* _What to work on_
[a] Set down, word for word, the part of the article on the Boston Marathon paramedic that opens with the words containing "Over the eight" and closes with "been thanks enough.".
[b] Render this sentence from the article on the Boston Marathon paramedic in Spanish: "She was in the medical tent attending to a runner when the first bomb went off."

* _Selected passage_
━━━━━━━━━━━━━━━━

Trending Topics

Boston medic reflects on marathon bombing

Eight months later, paramedic Katherine Dwyer recalls the challenges and triumphs — including seeing her first patient featured as a survivor on local news

Dwyer300x290-1.jpg

Boston medic Katherine Dwyer.

Boston paramedic Katherine Dwyer never leaves the house without tourniquets.

She has some in her jump bag, her PPO bag and her flat vest — and also in her car, her truck and her purse. And she has taught all her loved ones how to properly use them, with the hope they will never have to.

“That’s my PTSD takeaway,” Dwyer said.

Around 80 percent of the 2013 Boston Marathon bombing victims required a tourniquet, and there weren’t enough to go around. Many news stories told of people using belts, clothing, and anything they could get their hands on. Dwyer at one point turned to surgical drain hosing and a couple of Kelly clamps.

She was in the medical tent attending to a runner when the first bomb went off.

“I remember thinking very quickly ‘We don’t do anything with cannons,’” she said. “By the time I finished the thought, the second one had gone off. And I knew.”

Everything was still for a moment, then she heard a wave of voices and pounding footsteps as people ran from the explosion, and an announcement inside the medical tent said to prepare to receive large numbers of casualties.

“It happened so fast, we didn’t have time to think what to do,” she said. It was mostly a blur, but she does remember her first patient, a middle-aged woman brought in with one of the wheelchairs reserved for fatigued runners at the finish line.

The woman had a blast injury to her left leg below the knee. Dwyer applied a tourniquet just above the knee, and marked her with an urgent, red triage tag.

“And went on to the next one,” she said. But unlike others she treated, Dwyer remembers her face.

“I’m pretty sure I’ve seen her afterward on some of the news reports,” she said. But she’s not certain; the healthy-looking person on TV is almost unrecognizable from the pale patient in her tent.

“The sickest people had lost such an incredible amount of blood,” she said. “They’re pink now. Before, they were gray.”

Difficult conversations
Outside the tent, anyone with a medical background — and many without — was trying to help. Podiatrists carried victims and emergency room nurses yelled for IVs, but there were no IVs. Everyone had tunnel vision: save the life in front of you. They didn’t have Dwyer’s mass casualty training.

“Some of the more difficult aspects were working with a huge number of medical volunteers who didn’t know, OK, here’s the plan,” Dwyer said. One of her recommendations after the action was to provide functional awareness-level triage training to volunteers so they at least have a sense of how EMS service works in such a situation.

One of her most difficult moments was seeing either volunteers or bystanders calling for help for a victim in traumatic arrest.

“It was very difficult to let them know this is not a survivable patient and there’s nothing we can do,” Dwyer said. “I wouldn’t have had to have that conversation with an EMS provider. That changes the ball game, but we couldn’t have done it without them.”

Just doing her job
The fact that a mass casualty incident structure was already in place at the Boston Marathon was also a best case scenario, and a saving grace.

“We had an MCI within an MCI,” she said. “Shame on us if it didn’t go well.”

Over the eight months since the incident, Dwyer has heard many stories about survivors being reunited with rescuers, along with efforts to show appreciation toward Boston EMTs with gifts and recognitions.

“My instinct is, why don’t you give this to the patient?” she said. Watching many of the victims adjust to using artificial limbs has been thanks enough.

“It’s gratifying to see them up and walking around,” she said. “They’re going to be able to live productive, happy lives.”

━━━━━━━━━━━━━━━━

* _Data below_

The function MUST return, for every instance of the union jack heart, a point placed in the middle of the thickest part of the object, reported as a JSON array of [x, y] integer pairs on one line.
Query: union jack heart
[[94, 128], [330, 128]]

━━━━━━━━━━━━━━━━

* _Answers to each task_
[a]
Over the eight months since the incident, Dwyer has heard many stories about survivors being reunited with rescuers, along with efforts to show appreciation toward Boston EMTs with gifts and recognitions.

“My instinct is, why don’t you give this to the patient?” she said. Watching many of the victims adjust to using artificial limbs has been thanks enough.

[b] Estaba en la carpa médica atendiendo a un corredor cuando estalló la primera bomba.